Pull out every line in the data that has the string "result" in it.

• _Collected data_:
------------------------------------------------------------
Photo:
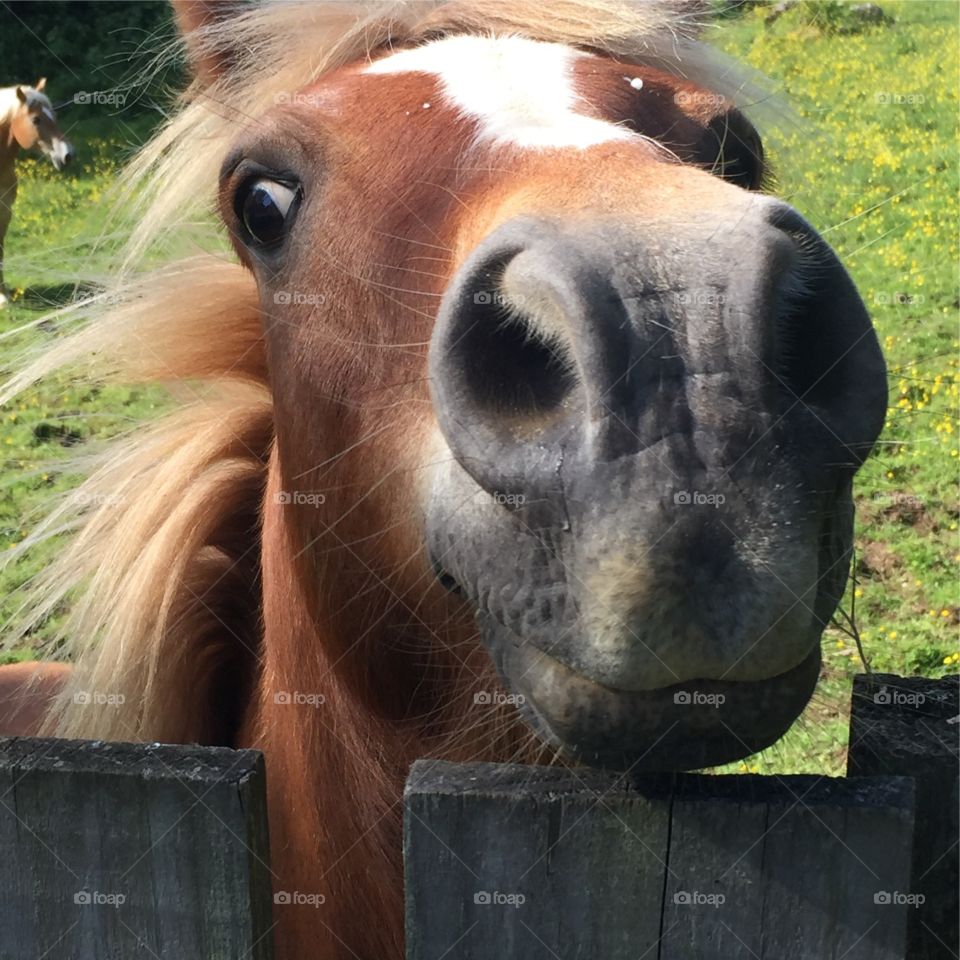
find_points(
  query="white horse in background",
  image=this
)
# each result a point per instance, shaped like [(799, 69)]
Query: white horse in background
[(27, 120)]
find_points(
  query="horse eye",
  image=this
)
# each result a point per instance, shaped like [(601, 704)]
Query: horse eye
------------------------------------------------------------
• _Reply_:
# each result a point per instance, shaped like [(799, 69)]
# each result a point per instance, shaped like [(601, 704)]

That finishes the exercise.